- _ASSIGNMENT_
Transcribe, exactly as they appear, only the lines from the one holding "Find each satellite" through the end of the entries below.

[Start of Attachment]

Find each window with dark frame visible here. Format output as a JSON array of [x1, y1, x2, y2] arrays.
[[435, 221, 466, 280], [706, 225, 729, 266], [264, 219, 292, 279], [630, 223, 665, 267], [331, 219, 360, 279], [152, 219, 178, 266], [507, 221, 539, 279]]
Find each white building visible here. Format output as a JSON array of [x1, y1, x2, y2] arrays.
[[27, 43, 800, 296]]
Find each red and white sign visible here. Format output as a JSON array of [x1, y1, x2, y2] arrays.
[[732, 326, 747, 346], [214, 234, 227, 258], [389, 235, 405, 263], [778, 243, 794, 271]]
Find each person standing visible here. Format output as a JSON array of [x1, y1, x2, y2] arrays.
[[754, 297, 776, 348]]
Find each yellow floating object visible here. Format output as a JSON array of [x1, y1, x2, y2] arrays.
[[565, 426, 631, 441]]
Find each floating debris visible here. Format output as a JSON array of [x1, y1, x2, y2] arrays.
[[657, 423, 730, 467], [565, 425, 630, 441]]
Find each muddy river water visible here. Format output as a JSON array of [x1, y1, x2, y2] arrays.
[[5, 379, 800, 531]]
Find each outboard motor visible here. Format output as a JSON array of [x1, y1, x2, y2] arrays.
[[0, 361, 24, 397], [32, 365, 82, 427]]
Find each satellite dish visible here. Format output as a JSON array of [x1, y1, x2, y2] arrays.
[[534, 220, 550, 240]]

[End of Attachment]

- _WRITTEN ANSWER_
Find each satellite dish visible here. Format output as a JSON array of [x1, y1, x2, y2] arrays.
[[534, 220, 550, 240]]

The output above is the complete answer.